Tasks to perform =
1) In the article about 4K content below, how much further bit rate reduction does HEVC offer compared with H.264?
2) Carry on the article about 4K content below, picking up after its final sentence.

Passage provided =
# Electronics Manufacturers Scrambling to Show Consumers that 4K Content Will Arrive and Thrive



## Todd Anderson (Jul 24, 2009)

4K Ultra Hi-Definition (UHD) has roared to the forefront of the display world with a ferocity that has knocked 1080p to the ground. At this point, it’s entirely impossible not to take notice. CES 2014 proved that industry’s biggest manufacturers of displays (LG, Panasonic, Sony, and Samsung) are all angling to be at the forefront of the UHD race. Each one, however, is following a slightly different roadmap. Panasonic and Sony (which recently cancelled an OLED partnership) both appear content on improving existing LCD technologies, LG is hedging its bet with both LCD and WRGB OLED technologies, while Samsung is using LCD and RGB OLED. Plasma, as we’ve discussed in the past, is largely being left behind primarily because of energy consumption issues associated with larger displays and the cost of implementing the technology in 4K sets. 








Many consumers are watching this mad dash with skepticism, and rightly so. The vast majority of us have invested in 1080p equipment that is relatively new and entirely capable of producing stunning, detail-filled, hi-def images. Then there’s the issue of content. Library collections are stuffed with 1080p Blu-rays while true full-1080p content on the airwaves is impossible to find. This begs the question: What about 4K content?

*Introducing H.265*
If you’ve ever studied the fine details of most Blu-ray reviews, you’ve probably noticed the designation “MPEG-4 AVC” (otherwise known as H.264). This is the industry’s current standard for encoding content on Blu-ray discs, not to mention compression and broadcast distribution. It replaced MPEG-2, offering nearly a 50 percent bit rate reduction, which opened the floodgates to growing Hi-Def content delivery to our homes. While it’s technically able to support 4K material (4,096X2304) at 60 frames per second, its bit rate is simply too high to reasonably support UHD delivery. Here’s where a new standard, known as HEVC (or H.265), enters the picture. This encoding technology is far superior to H.264, offering a further 40-50 percent reduction in bit rates, and support for resolutions up to 8K (8192X4320) and 300 frames per second. Most new UHD displays maintain the ability to decode HEVC material, and the industry is hoping this will allow content providers to begin pumping UHD entertainment into our homes sooner than later.

*Manufacturers Aggressively Maneuver to Provide 4K Content*
Let the games begin. The industry wants you buy a UHD television, but they know that content is King; consumers will only want a new UHD model if there’s material to feed it. Last year two companies, RED and Sony, both introduced standalone media players that can download and play 4K Content. RED’s REDRAY provides consumers with access to indie material, while Sony’s Ultra HD Media Player gives owners access to a Video Unlimited 4K download service loaded with more than 140 feature films, indie productions, and TV episodes.

Last week Samsung unveiled its own hard drive based standalone player (called the UHD Video Pack) which comes pre-loaded with popular movies and video documentaries. Samsung’s partnerships associated with the device include 20th Century Fox Home Entertainment and Paramount Pictures. Much like RED and Sony’s products, Video Pack owners will be able to download new content to the player. But, the range of content will be limited as measured by today’s standards, as Samsung says they will provide a total of 50 UHD shows and movies by year’s end.

Excerpts from point annotation data

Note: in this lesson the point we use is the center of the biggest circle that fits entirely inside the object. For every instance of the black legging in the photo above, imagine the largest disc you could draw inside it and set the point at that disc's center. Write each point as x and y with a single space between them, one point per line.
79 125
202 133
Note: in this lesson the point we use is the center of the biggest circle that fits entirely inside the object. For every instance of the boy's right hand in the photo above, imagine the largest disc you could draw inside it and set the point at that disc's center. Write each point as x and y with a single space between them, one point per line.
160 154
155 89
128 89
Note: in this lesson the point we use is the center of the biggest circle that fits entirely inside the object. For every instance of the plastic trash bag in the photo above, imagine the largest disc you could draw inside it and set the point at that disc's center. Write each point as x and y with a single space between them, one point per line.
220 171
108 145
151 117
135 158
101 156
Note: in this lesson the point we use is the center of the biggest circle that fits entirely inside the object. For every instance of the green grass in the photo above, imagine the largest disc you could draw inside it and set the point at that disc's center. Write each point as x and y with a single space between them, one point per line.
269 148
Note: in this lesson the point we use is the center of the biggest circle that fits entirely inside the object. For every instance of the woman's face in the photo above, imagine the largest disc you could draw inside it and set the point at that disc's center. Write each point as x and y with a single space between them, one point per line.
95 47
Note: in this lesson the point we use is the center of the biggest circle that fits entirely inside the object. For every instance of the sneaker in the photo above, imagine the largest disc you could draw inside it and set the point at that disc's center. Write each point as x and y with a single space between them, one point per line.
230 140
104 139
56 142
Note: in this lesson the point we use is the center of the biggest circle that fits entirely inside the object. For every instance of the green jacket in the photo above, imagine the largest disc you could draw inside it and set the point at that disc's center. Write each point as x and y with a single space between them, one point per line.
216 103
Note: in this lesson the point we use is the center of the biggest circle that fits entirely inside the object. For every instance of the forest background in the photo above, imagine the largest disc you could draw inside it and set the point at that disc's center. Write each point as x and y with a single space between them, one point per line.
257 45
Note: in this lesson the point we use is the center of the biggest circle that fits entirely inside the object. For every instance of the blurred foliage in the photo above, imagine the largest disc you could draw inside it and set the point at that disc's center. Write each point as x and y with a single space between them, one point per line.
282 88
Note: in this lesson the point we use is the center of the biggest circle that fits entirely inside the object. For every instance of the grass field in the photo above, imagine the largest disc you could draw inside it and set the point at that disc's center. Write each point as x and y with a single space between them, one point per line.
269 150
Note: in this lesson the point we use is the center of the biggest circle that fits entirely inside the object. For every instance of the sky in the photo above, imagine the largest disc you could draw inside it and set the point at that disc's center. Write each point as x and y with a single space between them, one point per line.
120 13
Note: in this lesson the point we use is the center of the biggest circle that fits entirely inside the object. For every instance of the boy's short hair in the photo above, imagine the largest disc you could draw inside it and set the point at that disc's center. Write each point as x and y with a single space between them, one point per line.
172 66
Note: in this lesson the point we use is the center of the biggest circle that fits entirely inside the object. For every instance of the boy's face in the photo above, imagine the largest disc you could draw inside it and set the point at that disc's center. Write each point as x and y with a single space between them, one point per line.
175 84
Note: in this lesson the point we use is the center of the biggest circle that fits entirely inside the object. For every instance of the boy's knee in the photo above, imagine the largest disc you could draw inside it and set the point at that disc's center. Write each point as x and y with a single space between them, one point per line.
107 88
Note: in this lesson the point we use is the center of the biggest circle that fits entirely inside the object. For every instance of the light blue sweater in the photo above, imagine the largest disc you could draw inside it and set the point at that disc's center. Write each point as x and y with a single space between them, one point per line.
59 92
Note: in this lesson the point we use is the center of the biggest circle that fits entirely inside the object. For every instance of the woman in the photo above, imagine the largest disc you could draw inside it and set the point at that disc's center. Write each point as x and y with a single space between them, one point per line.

Answers for the tasks =
1) A further 40-50 percent reduction in bit rates.

2)
*Partnering with Stream Services and Cable* 
Of course, the Sony’s and Samsung’s of the world know that consumers won’t be satisfied with standalone media players and limited content libraries for the long haul; consumers want to be shown that more access is (or will be) available in the immediate future. Of the four major manufacturers discussed in this article, Samsung has been the most vocal in this realm, dropping names and making the party feel awfully large. At CES 2014, Samsung made it clear it’s working hard to get UHD into the homes of their customers. They announced UHD partnerships with Amazon, M-Go and Netflix and made sure consumers are aware that their products are capable of native HEVC decoding. They also announced they are working with cable and satellite giants Comcast and DirectTV. Under a partnership with Comcast, Samsung UHD TVs will receive UHD content through an application that bypasses Comcast’s cable boxes.

Samsung’s relationship with Netflix isn’t exclusive. Netflix's CEO Reed Hastings has openly stated that he believes “streaming will be the primary way consumers receive Ultra HD 4K.” Hastings maintains that consumers will (someday) only need to have a 15 Mbps connection to stream 4K entertainment (possibly on the back of HEVC encoding). Not surprisingly, this belief has led Netflix to agree to 4K relationships with LG and Sony. Both manufacturers highlighted their partnerships with Netflix during last week’s CES.



_Image Credit: Sony
Source Credit: Sony, LG Electronics, Samsung, and mediaentertainmentinfo.com_


----------



## tonyvdb (Sep 5, 2007)

I sure hope this does not turn into another Bluray vs HD DVD format battle. 
I still am very skeptical of the compression causing big time quality loss for streaming purposes. It will be the same as streaming 1080p right now. the quality is lousy when viewed on larger displays.


----------



## tripplej (Oct 23, 2011)

I will wait till OTA reception is 4K or UltraHD..  Till then I am on the sidelines so to speak.


----------



## Dwight Angus (Dec 17, 2007)

Not sure how this is going to play out but until 4K content is readily & easily accessible at a fair price I will continue to focus on making improvements on the audio side of things.


----------



## Mike0206 (Jul 14, 2013)

All I know is there will be many a sales on the current crop of plasmas if UHD sets become more affordable in the next few months. I for one would be seriously looking into a 65" ZT60. 4k content will still be expensive for a while and I'm still of the opinion that it's gonna be hard to notice a difference in screen sizes 70" and under, maybe even bigger, from 1080p to 4k.


----------



## Todd Anderson (Jul 24, 2009)

Mike0206 said:


> All I know is there will be many a sales on the current crop of plasmas if UHD sets become more affordable in the next few months. I for one would be seriously looking into a 65" ZT60. 4k content will still be expensive for a while and I'm still of the opinion that it's gonna be hard to notice a difference in screen sizes 70" and under, maybe even bigger, from 1080p to 4k.


All very true. One can only sit so close to a display... at normal seating distances it will be hard to tell a difference. We can't change the very nature of our own eye capabilities!


----------



## Andre (Feb 15, 2010)

I will wait....As soon as Wal Mart starts selling 120" OLED screens I think the tech will be mature enough...


----------



## Glimmie (Apr 26, 2012)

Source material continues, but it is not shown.